::: Supplied material :::

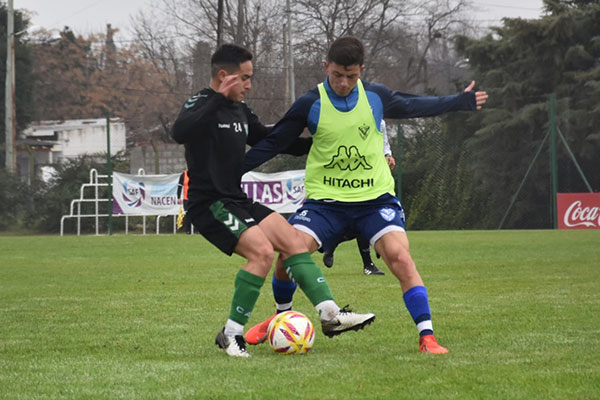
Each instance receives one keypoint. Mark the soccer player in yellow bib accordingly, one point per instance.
(349, 186)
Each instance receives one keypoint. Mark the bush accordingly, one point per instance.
(39, 207)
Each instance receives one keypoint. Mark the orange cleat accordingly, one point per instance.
(258, 333)
(428, 344)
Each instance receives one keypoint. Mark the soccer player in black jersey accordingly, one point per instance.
(215, 125)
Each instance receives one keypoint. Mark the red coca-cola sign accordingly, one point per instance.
(578, 210)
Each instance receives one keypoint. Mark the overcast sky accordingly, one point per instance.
(91, 16)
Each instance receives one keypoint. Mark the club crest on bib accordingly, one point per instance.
(387, 213)
(364, 131)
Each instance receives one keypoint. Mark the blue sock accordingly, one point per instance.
(417, 303)
(283, 291)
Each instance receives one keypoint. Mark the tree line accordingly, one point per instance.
(458, 171)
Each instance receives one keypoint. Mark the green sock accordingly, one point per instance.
(308, 276)
(247, 288)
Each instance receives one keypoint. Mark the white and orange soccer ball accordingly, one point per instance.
(291, 332)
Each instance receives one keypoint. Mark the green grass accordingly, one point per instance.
(133, 317)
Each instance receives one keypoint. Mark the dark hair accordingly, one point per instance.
(346, 51)
(228, 57)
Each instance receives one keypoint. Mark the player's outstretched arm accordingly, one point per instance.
(480, 97)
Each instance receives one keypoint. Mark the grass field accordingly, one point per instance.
(134, 317)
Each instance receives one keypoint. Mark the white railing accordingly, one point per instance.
(95, 183)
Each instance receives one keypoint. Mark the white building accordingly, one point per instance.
(51, 142)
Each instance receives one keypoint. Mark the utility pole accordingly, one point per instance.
(290, 53)
(286, 69)
(239, 36)
(220, 23)
(10, 125)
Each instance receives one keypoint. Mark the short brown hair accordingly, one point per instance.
(228, 56)
(347, 51)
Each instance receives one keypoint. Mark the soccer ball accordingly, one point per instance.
(291, 332)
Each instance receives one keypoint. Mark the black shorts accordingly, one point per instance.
(223, 221)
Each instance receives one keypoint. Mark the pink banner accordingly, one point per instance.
(578, 210)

:::

### What you will do:
Could you copy out, word for word, everything from the line containing "Each instance receives one keypoint. Mark the pink" through the last line of the entries above?

### Exercise answer:
Each instance receives one keypoint. Mark the pink banner accordingly, one point per instance.
(578, 210)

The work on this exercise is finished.